■ Your goal ■
Every record, apart from its pictures, should be repeated exactly.

■ Data to process ■
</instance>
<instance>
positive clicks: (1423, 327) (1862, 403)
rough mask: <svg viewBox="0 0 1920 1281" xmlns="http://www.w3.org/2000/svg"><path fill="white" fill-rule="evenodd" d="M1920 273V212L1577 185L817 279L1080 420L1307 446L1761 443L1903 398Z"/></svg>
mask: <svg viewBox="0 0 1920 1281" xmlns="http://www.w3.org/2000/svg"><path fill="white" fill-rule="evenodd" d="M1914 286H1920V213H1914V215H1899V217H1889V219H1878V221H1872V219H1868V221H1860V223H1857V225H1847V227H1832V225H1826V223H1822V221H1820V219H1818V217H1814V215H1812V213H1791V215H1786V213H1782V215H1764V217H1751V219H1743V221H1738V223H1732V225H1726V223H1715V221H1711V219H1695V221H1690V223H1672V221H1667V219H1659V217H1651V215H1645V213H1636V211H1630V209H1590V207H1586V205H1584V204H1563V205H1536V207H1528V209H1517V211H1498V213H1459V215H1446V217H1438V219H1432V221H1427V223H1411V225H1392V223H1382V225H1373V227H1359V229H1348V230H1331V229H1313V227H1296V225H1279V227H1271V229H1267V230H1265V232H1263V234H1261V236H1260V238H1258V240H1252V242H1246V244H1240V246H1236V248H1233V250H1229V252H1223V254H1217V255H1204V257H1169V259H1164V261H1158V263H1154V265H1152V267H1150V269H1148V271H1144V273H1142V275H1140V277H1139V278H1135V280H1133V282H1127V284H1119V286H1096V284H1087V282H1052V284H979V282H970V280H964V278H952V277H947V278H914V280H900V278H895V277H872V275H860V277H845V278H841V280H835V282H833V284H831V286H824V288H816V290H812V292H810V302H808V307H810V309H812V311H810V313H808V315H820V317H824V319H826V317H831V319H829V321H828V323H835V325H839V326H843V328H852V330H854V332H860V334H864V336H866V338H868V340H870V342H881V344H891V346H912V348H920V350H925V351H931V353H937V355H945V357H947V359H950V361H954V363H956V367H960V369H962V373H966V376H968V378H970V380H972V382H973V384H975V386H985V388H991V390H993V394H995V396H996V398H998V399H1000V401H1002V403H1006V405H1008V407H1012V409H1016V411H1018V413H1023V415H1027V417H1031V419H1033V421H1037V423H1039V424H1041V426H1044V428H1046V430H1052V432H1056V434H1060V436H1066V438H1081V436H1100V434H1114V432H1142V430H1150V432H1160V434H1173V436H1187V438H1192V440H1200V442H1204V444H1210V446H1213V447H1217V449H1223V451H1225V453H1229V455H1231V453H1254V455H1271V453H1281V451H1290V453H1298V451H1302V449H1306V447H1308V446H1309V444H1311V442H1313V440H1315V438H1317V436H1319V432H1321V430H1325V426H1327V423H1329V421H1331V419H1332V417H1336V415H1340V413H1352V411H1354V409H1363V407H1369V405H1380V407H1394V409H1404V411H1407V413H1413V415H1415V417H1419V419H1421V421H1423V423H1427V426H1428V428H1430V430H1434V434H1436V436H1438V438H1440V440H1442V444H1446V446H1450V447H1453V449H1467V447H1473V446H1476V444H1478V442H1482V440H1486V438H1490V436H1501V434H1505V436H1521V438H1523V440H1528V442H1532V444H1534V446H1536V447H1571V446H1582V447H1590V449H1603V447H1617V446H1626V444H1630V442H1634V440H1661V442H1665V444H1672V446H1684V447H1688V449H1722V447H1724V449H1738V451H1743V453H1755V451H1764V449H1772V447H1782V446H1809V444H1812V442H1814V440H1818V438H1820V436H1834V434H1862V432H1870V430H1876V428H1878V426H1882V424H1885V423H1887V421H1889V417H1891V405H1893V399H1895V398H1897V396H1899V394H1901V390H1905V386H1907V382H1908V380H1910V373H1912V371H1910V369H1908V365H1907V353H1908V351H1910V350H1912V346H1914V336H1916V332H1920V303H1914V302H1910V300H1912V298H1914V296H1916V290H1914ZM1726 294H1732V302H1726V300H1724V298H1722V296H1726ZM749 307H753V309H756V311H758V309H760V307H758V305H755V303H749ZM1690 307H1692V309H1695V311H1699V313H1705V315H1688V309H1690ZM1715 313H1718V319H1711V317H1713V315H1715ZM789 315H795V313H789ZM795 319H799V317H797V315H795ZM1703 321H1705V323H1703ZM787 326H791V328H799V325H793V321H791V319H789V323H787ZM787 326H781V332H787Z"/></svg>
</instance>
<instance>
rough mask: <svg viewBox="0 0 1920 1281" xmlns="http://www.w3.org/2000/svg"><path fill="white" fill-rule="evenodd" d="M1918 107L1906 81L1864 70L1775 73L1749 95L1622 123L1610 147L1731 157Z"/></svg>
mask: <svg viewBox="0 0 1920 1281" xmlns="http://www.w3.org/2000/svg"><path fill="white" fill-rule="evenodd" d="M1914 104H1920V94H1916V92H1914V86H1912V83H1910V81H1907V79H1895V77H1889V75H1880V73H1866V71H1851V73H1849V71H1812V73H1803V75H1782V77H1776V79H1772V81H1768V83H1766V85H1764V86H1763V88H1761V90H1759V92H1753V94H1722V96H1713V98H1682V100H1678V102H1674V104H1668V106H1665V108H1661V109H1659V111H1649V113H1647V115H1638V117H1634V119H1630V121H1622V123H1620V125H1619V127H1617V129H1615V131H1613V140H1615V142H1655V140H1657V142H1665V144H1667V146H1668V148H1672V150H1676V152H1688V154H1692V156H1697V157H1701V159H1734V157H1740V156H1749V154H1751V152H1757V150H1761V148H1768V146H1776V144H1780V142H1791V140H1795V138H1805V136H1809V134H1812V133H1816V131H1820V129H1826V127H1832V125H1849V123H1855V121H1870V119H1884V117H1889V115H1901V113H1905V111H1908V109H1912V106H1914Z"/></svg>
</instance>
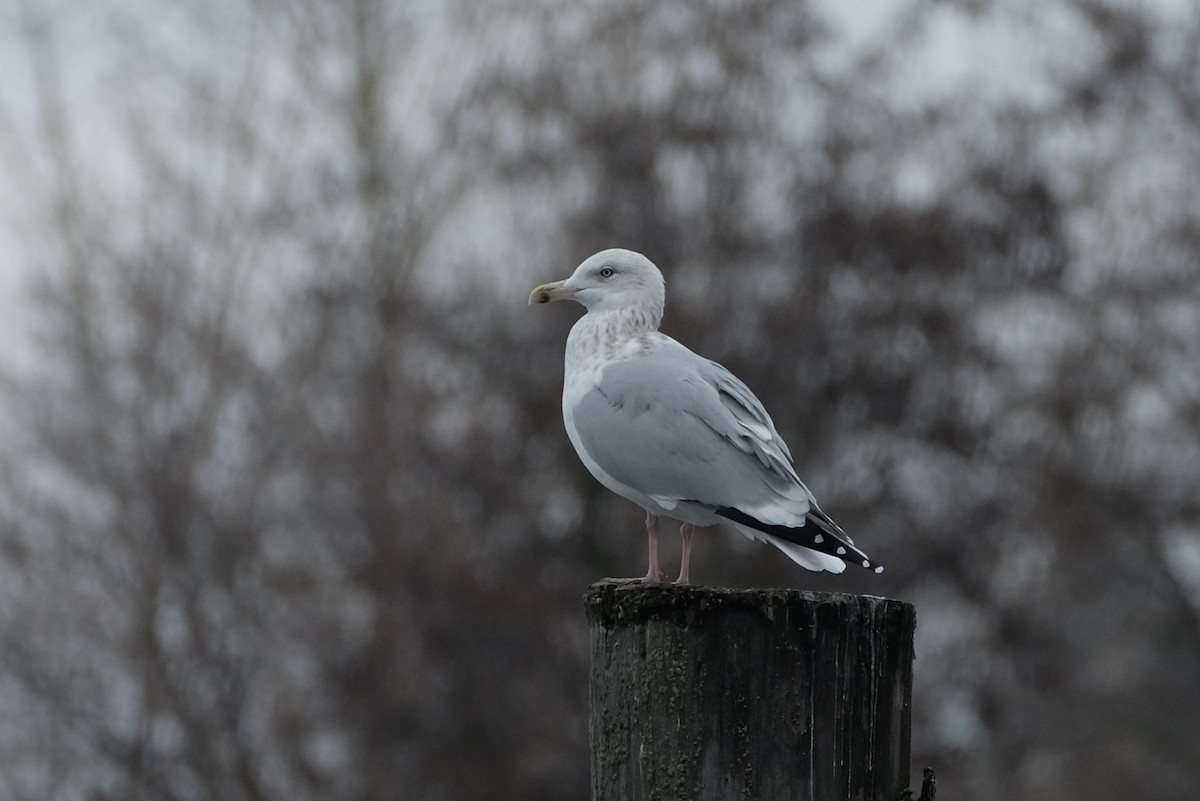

■ Task answer ■
</instance>
<instance>
positive clicks: (1423, 327) (1862, 403)
rough mask: <svg viewBox="0 0 1920 1281" xmlns="http://www.w3.org/2000/svg"><path fill="white" fill-rule="evenodd" d="M1920 273V212L1577 185L817 279L1080 420L1307 446L1761 443L1903 398Z"/></svg>
mask: <svg viewBox="0 0 1920 1281" xmlns="http://www.w3.org/2000/svg"><path fill="white" fill-rule="evenodd" d="M1914 286H1920V213H1914V215H1899V217H1889V219H1878V221H1872V219H1868V221H1860V223H1857V225H1847V227H1832V225H1826V223H1822V221H1820V219H1818V217H1814V215H1812V213H1791V215H1786V213H1782V215H1764V217H1751V219H1743V221H1738V223H1732V225H1726V223H1715V221H1711V219H1695V221H1690V223H1672V221H1667V219H1659V217H1651V215H1645V213H1636V211H1630V209H1590V207H1586V205H1584V204H1563V205H1536V207H1528V209H1517V211H1498V213H1459V215H1446V217H1438V219H1432V221H1427V223H1411V225H1392V223H1382V225H1373V227H1359V229H1348V230H1331V229H1313V227H1296V225H1279V227H1271V229H1267V230H1265V232H1263V234H1261V236H1260V238H1258V240H1252V242H1246V244H1240V246H1236V248H1233V250H1229V252H1223V254H1217V255H1204V257H1169V259H1164V261H1158V263H1154V265H1152V267H1150V269H1148V271H1144V273H1142V275H1140V277H1139V278H1135V280H1133V282H1127V284H1119V286H1096V284H1087V282H1052V284H979V282H970V280H964V278H952V277H947V278H914V280H900V278H895V277H872V275H860V277H845V278H841V280H835V282H833V284H831V286H824V288H816V290H812V292H810V302H808V307H810V309H812V311H810V313H808V315H820V317H824V319H826V317H831V319H829V321H828V323H835V325H839V326H843V328H852V330H854V332H860V334H864V336H866V338H868V340H870V342H881V344H891V346H912V348H920V350H925V351H931V353H937V355H945V357H947V359H950V361H954V363H956V367H960V369H962V373H966V376H968V378H970V380H972V382H973V384H975V386H985V388H991V390H993V394H995V396H996V398H998V399H1000V401H1002V403H1006V405H1008V407H1012V409H1016V411H1018V413H1023V415H1027V417H1031V419H1033V421H1037V423H1039V424H1041V426H1044V428H1046V430H1052V432H1056V434H1060V436H1066V438H1081V436H1100V434H1114V432H1142V430H1150V432H1160V434H1173V436H1187V438H1192V440H1200V442H1204V444H1210V446H1213V447H1217V449H1223V451H1225V453H1229V455H1231V453H1254V455H1271V453H1281V451H1290V453H1298V451H1302V449H1306V447H1308V446H1309V444H1311V442H1313V440H1315V438H1317V436H1319V432H1321V430H1325V426H1327V423H1329V421H1331V419H1332V417H1336V415H1340V413H1352V411H1354V409H1363V407H1369V405H1380V407H1394V409H1404V411H1407V413H1413V415H1415V417H1419V419H1421V421H1423V423H1427V426H1428V428H1430V430H1434V434H1436V436H1438V438H1440V440H1442V444H1446V446H1450V447H1453V449H1467V447H1473V446H1476V444H1478V442H1482V440H1486V438H1490V436H1501V434H1505V436H1521V438H1523V440H1528V442H1532V444H1534V446H1536V447H1571V446H1582V447H1590V449H1603V447H1617V446H1626V444H1630V442H1634V440H1661V442H1665V444H1672V446H1684V447H1688V449H1722V447H1724V449H1738V451H1743V453H1755V451H1764V449H1772V447H1782V446H1809V444H1812V442H1814V440H1818V438H1820V436H1834V434H1862V432H1870V430H1876V428H1878V426H1882V424H1885V423H1887V421H1889V417H1891V405H1893V399H1895V398H1897V396H1899V394H1901V390H1905V386H1907V382H1908V380H1910V373H1912V371H1910V369H1908V365H1907V353H1908V351H1910V350H1912V346H1914V336H1916V332H1920V303H1914V302H1910V300H1912V298H1914V296H1916V290H1914ZM1726 294H1732V302H1726V300H1724V298H1722V296H1726ZM749 307H753V309H756V311H758V309H760V307H758V305H755V303H749ZM1690 307H1692V309H1695V311H1699V313H1705V315H1688V309H1690ZM1715 313H1718V319H1711V317H1713V315H1715ZM789 315H795V313H789ZM795 319H799V317H797V315H795ZM1703 321H1705V323H1703ZM787 326H791V328H799V325H793V321H791V319H789V323H787ZM787 326H781V332H787Z"/></svg>
</instance>
<instance>
rough mask: <svg viewBox="0 0 1920 1281" xmlns="http://www.w3.org/2000/svg"><path fill="white" fill-rule="evenodd" d="M1918 107L1906 81L1864 70L1775 73L1749 95L1622 123L1610 147L1731 157Z"/></svg>
mask: <svg viewBox="0 0 1920 1281" xmlns="http://www.w3.org/2000/svg"><path fill="white" fill-rule="evenodd" d="M1914 104H1920V94H1916V92H1914V86H1912V83H1910V81H1907V79H1895V77H1889V75H1880V73H1866V71H1851V73H1849V71H1812V73H1803V75H1782V77H1776V79H1772V81H1768V83H1766V85H1764V86H1763V88H1761V90H1759V92H1753V94H1722V96H1713V98H1682V100H1678V102H1674V104H1668V106H1665V108H1661V109H1659V111H1649V113H1647V115H1638V117H1634V119H1630V121H1622V123H1620V125H1619V127H1617V129H1615V131H1613V140H1615V142H1655V140H1657V142H1665V144H1667V146H1668V148H1672V150H1676V152H1688V154H1692V156H1697V157H1701V159H1734V157H1740V156H1749V154H1751V152H1757V150H1761V148H1768V146H1776V144H1780V142H1791V140H1795V138H1805V136H1809V134H1812V133H1816V131H1820V129H1826V127H1832V125H1849V123H1855V121H1870V119H1884V117H1889V115H1901V113H1905V111H1908V109H1912V106H1914Z"/></svg>
</instance>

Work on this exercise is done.